START Text block

Objective
As COVID-19 started its rapid emergence and gradually transformed into an unprecedented pandemic, the need for having a knowledge repository for the disease became crucial. To address this issue, a new COVID-19 machine readable dataset known as COVID-19 Open Research Dataset (CORD-19) has been released. Based on this, our objective was to build a computable co-occurrence network embeddings to assist association detection amongst COVID-19 related biomedical entities.
Materials and Methods
Leveraging a Linked Data version of CORD-19 (i.e., CORD-19-on-FHIR), we first utilized SPARQL to extract co-occurrences among chemicals, diseases, genes, and mutations and build a co-occurrence network. We then trained the representation of the derived co-occurrence network using node2vec with four edge embeddings operations (L1, L2, Average, and Hadamard). Six algorithms (Decision Tree, Linear Regression, Support Vector Machine, Random Forest, Naive Bayes, and Multi-layer Perceptron) were applied to evaluate performance on link prediction. An unsupervised learning strategy was also developed incorporating the t-SNE and DBSCAN algorithms for case studies.
Results
Random Forest classifier showed the best performance on link prediction across different network embeddings. For edge embeddings generated using the Average operation, Random Forest achieved the optimal average precision of 0.97 and F1 score of 0.90. For unsupervised learning, 63 clusters were formed with silhouette score of 0.128. Significant associations were detected for five coronavirus infectious diseases in their corresponding subgroups.
Conclusion
In this study, we constructed COVID-19-centered co-occurrence network embeddings. Results indicated that the generated embeddings were able to extract significant associations for COVID-19 and coronavirus infectious diseases.

END Text block

What you will do:
**A.** According to the abstract, which classifier performed best on link prediction across the different network embeddings?
**B.** Rewrite the abstract's passage starting at "Materials and Methods" and ending at "for case studies.", swapping "node2vec" for "DeepWalk".

START Data excerpts

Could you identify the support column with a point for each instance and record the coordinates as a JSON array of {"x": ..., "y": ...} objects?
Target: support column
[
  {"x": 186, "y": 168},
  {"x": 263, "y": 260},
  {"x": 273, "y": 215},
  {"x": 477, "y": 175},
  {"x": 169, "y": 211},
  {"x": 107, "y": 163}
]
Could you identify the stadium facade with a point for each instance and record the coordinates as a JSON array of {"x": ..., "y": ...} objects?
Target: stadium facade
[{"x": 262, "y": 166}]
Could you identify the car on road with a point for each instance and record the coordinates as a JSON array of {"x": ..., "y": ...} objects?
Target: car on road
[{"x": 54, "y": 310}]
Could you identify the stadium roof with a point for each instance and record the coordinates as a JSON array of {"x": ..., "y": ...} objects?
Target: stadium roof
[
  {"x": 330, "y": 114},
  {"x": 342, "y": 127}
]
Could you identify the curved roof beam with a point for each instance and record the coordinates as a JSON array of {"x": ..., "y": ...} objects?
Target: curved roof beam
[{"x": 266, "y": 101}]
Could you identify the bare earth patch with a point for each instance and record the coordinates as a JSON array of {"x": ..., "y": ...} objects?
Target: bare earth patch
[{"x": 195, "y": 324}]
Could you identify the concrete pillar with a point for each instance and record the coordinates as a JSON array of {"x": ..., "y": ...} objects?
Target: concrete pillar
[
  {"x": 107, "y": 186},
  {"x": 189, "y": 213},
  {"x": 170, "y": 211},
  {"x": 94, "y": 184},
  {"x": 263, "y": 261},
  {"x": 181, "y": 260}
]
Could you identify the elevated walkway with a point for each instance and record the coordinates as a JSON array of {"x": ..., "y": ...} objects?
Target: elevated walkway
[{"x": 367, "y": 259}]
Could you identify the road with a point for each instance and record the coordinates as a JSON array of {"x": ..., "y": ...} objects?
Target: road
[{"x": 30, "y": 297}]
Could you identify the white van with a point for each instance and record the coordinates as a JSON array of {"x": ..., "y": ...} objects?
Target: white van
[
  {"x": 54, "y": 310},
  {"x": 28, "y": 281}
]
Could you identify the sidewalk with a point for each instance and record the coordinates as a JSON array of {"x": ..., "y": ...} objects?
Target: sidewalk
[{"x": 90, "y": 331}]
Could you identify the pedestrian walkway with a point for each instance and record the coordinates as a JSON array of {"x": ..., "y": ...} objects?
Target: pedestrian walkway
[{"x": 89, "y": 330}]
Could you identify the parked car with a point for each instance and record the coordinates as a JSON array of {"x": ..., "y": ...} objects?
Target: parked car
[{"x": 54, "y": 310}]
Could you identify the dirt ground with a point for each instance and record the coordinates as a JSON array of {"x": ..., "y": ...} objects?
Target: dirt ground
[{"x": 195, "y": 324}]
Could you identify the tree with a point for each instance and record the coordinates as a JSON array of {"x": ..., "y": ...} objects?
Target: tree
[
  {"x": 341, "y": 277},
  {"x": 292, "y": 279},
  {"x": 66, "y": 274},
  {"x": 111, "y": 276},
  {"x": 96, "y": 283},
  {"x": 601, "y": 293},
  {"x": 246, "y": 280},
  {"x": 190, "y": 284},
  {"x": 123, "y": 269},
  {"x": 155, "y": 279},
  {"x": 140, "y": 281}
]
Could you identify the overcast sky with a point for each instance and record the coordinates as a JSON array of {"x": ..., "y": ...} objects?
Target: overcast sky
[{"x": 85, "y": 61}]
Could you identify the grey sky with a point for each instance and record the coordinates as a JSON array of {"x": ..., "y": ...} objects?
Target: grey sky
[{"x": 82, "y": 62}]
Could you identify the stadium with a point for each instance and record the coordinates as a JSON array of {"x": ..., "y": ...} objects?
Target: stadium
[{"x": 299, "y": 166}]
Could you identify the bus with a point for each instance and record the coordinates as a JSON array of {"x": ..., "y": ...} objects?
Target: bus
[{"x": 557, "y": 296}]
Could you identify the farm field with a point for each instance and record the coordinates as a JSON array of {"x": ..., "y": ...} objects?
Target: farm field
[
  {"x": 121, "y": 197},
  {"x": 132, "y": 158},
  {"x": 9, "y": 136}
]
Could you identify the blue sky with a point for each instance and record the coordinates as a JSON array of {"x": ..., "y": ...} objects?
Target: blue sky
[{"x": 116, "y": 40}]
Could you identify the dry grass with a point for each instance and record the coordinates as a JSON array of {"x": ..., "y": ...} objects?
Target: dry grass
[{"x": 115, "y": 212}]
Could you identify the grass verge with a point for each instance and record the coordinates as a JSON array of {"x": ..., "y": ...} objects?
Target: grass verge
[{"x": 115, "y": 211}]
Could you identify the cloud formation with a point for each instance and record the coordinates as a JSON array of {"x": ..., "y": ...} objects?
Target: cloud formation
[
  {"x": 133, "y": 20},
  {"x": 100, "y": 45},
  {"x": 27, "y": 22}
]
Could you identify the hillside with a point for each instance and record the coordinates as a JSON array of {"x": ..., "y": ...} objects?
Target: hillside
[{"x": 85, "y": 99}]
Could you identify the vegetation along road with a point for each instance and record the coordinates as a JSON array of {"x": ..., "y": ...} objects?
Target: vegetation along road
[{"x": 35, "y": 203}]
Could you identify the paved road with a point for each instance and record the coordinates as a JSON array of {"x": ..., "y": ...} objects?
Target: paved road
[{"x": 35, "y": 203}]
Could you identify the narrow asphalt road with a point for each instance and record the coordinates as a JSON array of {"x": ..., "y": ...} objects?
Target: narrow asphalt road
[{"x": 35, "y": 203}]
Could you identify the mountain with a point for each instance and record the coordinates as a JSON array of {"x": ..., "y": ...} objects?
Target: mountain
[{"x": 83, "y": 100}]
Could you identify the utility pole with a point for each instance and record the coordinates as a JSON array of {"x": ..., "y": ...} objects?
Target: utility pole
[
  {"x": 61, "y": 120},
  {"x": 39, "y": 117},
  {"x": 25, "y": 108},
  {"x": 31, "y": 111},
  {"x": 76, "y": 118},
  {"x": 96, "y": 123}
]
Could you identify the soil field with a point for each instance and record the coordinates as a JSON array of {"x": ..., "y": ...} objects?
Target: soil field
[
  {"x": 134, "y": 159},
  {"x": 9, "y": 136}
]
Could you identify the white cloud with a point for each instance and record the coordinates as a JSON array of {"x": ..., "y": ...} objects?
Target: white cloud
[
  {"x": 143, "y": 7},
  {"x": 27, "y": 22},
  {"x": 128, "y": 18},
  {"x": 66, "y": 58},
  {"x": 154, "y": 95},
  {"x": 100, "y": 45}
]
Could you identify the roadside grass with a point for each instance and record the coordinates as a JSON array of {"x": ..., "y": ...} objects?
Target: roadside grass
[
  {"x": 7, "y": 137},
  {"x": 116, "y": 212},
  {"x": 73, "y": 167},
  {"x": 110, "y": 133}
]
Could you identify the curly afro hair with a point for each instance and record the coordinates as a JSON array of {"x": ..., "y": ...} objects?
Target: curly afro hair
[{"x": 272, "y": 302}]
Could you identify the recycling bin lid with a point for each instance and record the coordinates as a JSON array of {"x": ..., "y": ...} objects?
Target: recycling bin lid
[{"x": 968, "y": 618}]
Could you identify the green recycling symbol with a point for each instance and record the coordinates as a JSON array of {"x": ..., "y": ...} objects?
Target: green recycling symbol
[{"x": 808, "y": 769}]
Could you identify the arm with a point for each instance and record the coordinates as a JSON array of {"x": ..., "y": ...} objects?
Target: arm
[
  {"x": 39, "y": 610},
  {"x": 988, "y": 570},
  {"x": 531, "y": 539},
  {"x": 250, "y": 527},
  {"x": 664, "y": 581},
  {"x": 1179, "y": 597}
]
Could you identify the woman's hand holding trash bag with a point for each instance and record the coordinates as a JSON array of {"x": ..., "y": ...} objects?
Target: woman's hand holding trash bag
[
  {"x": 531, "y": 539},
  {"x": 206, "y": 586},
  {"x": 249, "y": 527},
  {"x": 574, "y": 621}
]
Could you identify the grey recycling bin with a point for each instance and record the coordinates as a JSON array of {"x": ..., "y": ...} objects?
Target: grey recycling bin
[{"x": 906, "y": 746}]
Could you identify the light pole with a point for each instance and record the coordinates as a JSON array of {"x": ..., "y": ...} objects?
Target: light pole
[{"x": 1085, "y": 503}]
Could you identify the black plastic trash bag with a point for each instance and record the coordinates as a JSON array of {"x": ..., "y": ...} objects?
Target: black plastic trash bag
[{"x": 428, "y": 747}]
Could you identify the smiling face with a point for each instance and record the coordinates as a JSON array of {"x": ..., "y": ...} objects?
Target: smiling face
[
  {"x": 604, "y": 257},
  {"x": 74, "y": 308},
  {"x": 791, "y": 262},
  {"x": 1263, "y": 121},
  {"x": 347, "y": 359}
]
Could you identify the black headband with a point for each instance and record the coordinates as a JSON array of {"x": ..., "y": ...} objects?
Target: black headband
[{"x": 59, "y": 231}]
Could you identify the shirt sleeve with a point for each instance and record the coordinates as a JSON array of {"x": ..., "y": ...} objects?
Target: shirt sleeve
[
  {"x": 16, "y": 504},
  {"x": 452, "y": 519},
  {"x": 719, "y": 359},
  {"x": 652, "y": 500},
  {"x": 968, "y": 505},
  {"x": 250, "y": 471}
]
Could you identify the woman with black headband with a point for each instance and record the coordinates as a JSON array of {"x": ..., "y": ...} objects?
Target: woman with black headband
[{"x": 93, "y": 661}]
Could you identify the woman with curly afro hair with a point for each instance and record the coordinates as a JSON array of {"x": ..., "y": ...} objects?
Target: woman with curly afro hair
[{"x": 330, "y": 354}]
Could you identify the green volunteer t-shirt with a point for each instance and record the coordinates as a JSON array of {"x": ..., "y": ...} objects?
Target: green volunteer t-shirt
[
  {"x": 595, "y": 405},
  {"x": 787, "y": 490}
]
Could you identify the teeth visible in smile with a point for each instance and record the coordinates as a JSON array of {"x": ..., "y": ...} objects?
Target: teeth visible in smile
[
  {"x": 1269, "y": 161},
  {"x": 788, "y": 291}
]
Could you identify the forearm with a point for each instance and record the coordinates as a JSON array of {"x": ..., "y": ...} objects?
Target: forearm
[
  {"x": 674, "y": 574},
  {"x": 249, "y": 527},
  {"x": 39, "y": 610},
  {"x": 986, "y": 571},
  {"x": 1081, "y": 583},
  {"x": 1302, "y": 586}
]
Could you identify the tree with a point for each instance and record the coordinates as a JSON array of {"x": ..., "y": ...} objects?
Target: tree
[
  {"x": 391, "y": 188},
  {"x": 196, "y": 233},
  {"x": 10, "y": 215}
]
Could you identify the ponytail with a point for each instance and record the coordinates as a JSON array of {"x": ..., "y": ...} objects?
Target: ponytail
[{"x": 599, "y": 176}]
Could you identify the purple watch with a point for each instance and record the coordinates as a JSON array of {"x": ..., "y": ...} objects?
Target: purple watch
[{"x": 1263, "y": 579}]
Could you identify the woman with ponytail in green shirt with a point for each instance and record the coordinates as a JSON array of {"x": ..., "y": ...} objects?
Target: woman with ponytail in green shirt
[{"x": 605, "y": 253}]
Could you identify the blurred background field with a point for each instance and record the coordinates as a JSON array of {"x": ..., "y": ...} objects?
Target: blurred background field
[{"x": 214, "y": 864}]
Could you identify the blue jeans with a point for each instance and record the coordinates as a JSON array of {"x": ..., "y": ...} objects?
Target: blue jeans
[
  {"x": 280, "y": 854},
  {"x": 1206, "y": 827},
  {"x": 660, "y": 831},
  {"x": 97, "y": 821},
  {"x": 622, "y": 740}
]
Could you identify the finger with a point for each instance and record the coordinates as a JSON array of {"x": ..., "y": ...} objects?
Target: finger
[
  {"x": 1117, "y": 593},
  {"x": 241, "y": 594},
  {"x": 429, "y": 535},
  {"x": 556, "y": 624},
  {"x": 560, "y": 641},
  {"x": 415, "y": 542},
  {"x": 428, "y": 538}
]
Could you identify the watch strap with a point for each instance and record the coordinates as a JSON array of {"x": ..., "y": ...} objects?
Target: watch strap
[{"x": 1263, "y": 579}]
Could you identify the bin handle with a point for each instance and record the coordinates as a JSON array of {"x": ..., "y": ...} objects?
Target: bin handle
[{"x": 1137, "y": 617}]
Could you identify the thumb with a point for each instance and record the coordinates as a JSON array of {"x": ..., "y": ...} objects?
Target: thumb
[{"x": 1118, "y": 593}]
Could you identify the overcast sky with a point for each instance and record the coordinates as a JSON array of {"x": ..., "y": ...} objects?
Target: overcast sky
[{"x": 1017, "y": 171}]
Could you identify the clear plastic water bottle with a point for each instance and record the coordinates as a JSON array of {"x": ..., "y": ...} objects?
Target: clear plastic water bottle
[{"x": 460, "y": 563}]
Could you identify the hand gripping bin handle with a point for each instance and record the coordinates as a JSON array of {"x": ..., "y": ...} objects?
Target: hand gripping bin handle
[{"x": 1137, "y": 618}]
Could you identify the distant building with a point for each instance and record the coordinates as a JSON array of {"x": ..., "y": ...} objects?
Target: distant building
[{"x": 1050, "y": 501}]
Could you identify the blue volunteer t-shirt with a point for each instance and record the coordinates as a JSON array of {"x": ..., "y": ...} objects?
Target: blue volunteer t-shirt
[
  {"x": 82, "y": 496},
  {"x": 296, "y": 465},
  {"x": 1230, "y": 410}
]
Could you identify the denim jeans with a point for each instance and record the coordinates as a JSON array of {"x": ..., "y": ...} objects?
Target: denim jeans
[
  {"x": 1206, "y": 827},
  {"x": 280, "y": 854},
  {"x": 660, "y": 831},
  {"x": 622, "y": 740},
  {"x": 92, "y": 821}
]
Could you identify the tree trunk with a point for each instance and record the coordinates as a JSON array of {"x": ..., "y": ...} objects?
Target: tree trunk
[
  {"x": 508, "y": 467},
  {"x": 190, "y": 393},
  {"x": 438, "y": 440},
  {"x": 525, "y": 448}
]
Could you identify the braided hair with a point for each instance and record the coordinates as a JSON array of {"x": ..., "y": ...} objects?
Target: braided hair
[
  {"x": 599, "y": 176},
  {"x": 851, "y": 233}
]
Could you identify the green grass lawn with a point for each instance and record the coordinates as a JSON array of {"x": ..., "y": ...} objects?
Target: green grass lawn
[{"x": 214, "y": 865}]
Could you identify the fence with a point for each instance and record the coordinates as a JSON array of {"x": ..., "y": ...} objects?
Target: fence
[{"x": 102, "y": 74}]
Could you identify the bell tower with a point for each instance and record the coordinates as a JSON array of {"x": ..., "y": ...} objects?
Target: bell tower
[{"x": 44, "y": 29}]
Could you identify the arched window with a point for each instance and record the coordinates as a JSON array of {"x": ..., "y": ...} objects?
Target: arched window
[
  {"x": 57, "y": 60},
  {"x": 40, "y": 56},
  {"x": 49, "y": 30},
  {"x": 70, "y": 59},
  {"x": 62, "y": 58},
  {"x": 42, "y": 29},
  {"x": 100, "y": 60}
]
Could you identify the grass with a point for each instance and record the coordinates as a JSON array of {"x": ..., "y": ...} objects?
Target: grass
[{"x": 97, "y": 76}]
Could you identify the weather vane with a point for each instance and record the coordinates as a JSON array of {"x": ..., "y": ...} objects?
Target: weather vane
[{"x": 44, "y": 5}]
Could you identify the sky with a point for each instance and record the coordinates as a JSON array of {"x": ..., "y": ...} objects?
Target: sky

END Data excerpts

Solved tasks:
**A.** Random Forest

**B.**
Materials and Methods
Leveraging a Linked Data version of CORD-19 (i.e., CORD-19-on-FHIR), we first utilized SPARQL to extract co-occurrences among chemicals, diseases, genes, and mutations and build a co-occurrence network. We then trained the representation of the derived co-occurrence network using DeepWalk with four edge embeddings operations (L1, L2, Average, and Hadamard). Six algorithms (Decision Tree, Linear Regression, Support Vector Machine, Random Forest, Naive Bayes, and Multi-layer Perceptron) were applied to evaluate performance on link prediction. An unsupervised learning strategy was also developed incorporating the t-SNE and DBSCAN algorithms for case studies.